The lines to copy run from the one containing "find the camera" to the end of the records below; repeat them exactly and include nothing else.

___ Records provided ___

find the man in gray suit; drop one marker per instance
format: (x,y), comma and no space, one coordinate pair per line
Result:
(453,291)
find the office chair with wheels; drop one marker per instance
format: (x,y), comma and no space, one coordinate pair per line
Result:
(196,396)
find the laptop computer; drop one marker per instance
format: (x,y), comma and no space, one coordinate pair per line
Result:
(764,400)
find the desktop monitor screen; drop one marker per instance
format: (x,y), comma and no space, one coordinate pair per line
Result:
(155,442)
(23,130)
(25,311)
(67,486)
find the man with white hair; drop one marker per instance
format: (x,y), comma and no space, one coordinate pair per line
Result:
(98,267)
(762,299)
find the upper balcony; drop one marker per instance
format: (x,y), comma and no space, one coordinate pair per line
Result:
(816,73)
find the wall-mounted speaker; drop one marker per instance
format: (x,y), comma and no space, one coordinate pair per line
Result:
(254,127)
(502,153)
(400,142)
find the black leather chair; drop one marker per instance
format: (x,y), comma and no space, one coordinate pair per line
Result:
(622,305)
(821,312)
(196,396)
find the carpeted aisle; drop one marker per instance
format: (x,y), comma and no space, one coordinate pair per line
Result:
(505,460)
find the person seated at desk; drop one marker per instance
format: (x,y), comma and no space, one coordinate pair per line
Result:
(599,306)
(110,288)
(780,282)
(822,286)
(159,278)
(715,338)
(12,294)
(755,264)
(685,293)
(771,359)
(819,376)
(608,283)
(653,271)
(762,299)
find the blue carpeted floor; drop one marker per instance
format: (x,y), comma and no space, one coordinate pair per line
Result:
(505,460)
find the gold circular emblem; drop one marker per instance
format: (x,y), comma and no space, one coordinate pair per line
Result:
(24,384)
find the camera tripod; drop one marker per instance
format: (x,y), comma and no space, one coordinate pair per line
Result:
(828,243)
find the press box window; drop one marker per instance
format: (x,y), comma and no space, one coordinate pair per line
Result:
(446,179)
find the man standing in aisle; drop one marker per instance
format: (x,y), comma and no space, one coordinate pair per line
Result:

___

== Response to the exercise ==
find the camera tripod; drop one marker per instance
format: (x,y), comma and no space, one coordinate pair per line
Result:
(828,243)
find the press box window; drop one marker per instance
format: (x,y), comma and no space, one coordinate pair per line
Result:
(446,179)
find the man standing in aisle; drop one marker per instance
format: (x,y), comma and no space, one coordinate pair per line
Result:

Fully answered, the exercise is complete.